**ЗАДАНИЕ**
Перепишите приведенные ниже записи, заменив в каждой из них «Caption verification» на «Caption check». Все остальное сохраните без изменений.

:: ПРЕДОСТАВЛЕННЫЕ ЗАПИСИ ::

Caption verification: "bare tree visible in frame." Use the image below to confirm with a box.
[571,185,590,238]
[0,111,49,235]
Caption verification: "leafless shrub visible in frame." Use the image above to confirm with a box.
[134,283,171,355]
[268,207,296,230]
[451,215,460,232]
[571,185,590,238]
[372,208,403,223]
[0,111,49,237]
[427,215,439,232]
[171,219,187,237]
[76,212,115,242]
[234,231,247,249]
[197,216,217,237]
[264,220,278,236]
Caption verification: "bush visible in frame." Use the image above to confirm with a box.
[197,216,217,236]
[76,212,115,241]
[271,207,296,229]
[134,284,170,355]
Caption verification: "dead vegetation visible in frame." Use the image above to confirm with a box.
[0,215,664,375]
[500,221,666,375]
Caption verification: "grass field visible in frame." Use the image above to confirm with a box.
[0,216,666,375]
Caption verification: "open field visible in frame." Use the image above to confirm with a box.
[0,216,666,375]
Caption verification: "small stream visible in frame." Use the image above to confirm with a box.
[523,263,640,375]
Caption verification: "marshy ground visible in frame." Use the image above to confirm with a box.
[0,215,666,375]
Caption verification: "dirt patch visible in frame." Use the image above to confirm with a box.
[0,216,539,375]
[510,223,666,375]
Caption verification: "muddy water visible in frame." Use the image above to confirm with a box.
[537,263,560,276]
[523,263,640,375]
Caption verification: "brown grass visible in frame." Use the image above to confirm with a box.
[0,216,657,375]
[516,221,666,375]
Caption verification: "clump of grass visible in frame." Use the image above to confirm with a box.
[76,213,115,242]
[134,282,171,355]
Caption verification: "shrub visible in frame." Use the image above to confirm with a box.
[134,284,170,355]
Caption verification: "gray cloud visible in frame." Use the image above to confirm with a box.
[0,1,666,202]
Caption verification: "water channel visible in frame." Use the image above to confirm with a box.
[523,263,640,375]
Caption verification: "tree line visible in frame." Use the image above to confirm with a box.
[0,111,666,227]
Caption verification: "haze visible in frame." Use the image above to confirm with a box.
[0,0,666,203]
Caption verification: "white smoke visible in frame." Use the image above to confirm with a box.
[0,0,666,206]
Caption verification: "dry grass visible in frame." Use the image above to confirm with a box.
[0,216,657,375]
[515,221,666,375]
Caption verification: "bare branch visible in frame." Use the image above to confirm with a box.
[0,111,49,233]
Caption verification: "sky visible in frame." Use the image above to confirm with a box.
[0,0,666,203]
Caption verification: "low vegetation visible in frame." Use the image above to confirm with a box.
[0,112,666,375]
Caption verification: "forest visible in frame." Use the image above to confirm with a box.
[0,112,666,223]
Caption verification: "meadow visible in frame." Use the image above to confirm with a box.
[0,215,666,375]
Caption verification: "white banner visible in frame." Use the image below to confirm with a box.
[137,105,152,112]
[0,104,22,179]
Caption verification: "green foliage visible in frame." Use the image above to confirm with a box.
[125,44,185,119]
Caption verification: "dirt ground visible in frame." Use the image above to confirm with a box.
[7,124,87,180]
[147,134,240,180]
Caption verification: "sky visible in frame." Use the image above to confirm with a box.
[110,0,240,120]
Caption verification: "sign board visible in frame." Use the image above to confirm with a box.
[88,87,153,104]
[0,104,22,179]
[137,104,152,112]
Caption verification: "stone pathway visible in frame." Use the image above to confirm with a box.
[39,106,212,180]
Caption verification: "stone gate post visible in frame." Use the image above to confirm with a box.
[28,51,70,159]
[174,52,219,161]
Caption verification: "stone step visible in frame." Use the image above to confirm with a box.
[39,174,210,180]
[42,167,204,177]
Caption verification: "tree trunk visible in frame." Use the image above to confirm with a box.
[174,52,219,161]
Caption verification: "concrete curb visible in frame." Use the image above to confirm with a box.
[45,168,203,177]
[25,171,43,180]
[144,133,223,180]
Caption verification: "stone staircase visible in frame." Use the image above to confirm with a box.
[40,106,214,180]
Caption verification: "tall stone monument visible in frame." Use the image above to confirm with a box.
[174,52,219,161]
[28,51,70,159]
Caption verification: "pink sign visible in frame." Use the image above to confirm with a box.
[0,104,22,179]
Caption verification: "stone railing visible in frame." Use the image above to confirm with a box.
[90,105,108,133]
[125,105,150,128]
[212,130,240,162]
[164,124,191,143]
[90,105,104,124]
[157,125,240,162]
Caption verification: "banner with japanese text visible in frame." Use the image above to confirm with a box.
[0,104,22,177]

:::

**ВЫПОЛНЕННОЕ ЗАДАНИЕ**
Caption check: "bare tree visible in frame." Use the image below to confirm with a box.
[571,185,590,238]
[0,111,49,235]
Caption check: "leafless shrub visible in frame." Use the image above to confirm with a box.
[134,283,171,355]
[268,207,296,230]
[451,215,460,232]
[571,185,590,238]
[372,208,403,223]
[0,111,49,237]
[427,215,439,232]
[171,219,187,237]
[76,212,115,242]
[234,231,247,249]
[197,216,217,237]
[264,220,278,236]
Caption check: "bush visible in frame." Use the image above to confirm with a box.
[197,216,217,236]
[76,212,115,241]
[271,207,296,229]
[134,284,170,355]
Caption check: "dead vegetation visible in frame." Use the image above to confirm with a box.
[0,215,664,375]
[500,221,666,375]
Caption check: "grass field visible in frame." Use the image above to confirm with a box.
[0,216,666,375]
Caption check: "open field visible in frame." Use the image above to confirm with a box.
[0,216,666,375]
Caption check: "small stream visible in frame." Use the image above to confirm with a box.
[523,263,640,375]
Caption check: "marshy ground visible in frame." Use the image above to confirm with a box.
[0,215,666,375]
Caption check: "dirt patch visible in frame." Use the image above to confirm with a box.
[0,216,539,375]
[510,223,666,375]
Caption check: "muddy water visible in frame." Use the image above to confirm with a box.
[537,263,560,276]
[523,263,640,375]
Caption check: "brown grass visible in frame." Use the image above to confirm with a box.
[0,216,657,375]
[516,221,666,375]
Caption check: "clump of grass visible in frame." Use the image above to confirm with a box.
[76,213,115,242]
[134,282,171,355]
Caption check: "shrub visible in frame." Use the image above to confirm with a box.
[134,284,170,355]
Caption check: "gray cloud visible in frame." Use the image above to confirm with a box.
[0,1,666,202]
Caption check: "water channel visible in frame." Use the image above to confirm with a box.
[523,263,640,375]
Caption check: "tree line visible in frame." Use the image above to confirm with a box.
[0,111,666,227]
Caption check: "haze visible in frame." Use the image above to confirm with a box.
[0,0,666,203]
Caption check: "white smoke visible in frame." Use the image above to confirm with a box.
[0,0,666,206]
Caption check: "dry grass visible in frame." Use the image above to confirm with a box.
[0,216,657,375]
[515,221,666,375]
Caption check: "bare branch visible in frame." Use the image above to confirm with a box.
[0,111,49,233]
Caption check: "sky visible in frame." Use the image above to confirm with a box.
[0,0,666,203]
Caption check: "low vegetation visible in frame." Use the image above to confirm with a box.
[0,112,666,375]
Caption check: "forest visible in frame." Use the image above to confirm with a box.
[0,112,666,223]
Caption check: "meadow visible in frame." Use the image above to confirm with a box.
[0,215,666,375]
Caption check: "white banner visible in frame." Use the image below to confirm with a box.
[137,105,152,112]
[0,104,22,179]
Caption check: "green foliage visible in frame." Use the image above to confirm with a box.
[125,44,185,119]
Caption check: "dirt ground visible in frame." Use the image above to confirm with a box.
[7,124,87,180]
[147,134,240,180]
Caption check: "sky visible in frame." Use the image above to confirm with a box.
[110,0,240,120]
Caption check: "sign board visible in frame." Use the image above to confirm with a box.
[88,87,153,104]
[0,104,22,179]
[137,104,152,112]
Caption check: "stone pathway visible in frame." Use the image above to confirm with a box.
[39,106,212,180]
Caption check: "stone gate post visible in frame." Use the image above to confirm with a box.
[28,51,70,159]
[174,52,219,161]
Caption check: "stone step visible in frame." Use the image above to confirm with a box.
[39,174,210,180]
[42,167,204,177]
Caption check: "tree trunk visible in frame." Use the image above to confirm with a box.
[174,52,219,161]
Caption check: "concrete curb visible in frame." Use the image above to confirm with a box.
[45,168,203,177]
[25,171,43,180]
[144,133,223,180]
Caption check: "stone staircase visible in frame." Use the image above to confirm with a box.
[40,106,214,180]
Caption check: "tall stone monument visible in frame." Use the image above to confirm with a box.
[174,52,219,161]
[28,51,70,159]
Caption check: "pink sign visible in frame." Use the image above to confirm with a box.
[0,104,22,179]
Caption check: "stone railing visible in frame." Use the image above to confirm with a box.
[90,105,108,133]
[125,105,150,128]
[212,130,240,162]
[164,124,191,143]
[90,105,104,124]
[157,125,240,162]
Caption check: "banner with japanese text visible in frame." Use the image above to confirm with a box.
[0,104,22,177]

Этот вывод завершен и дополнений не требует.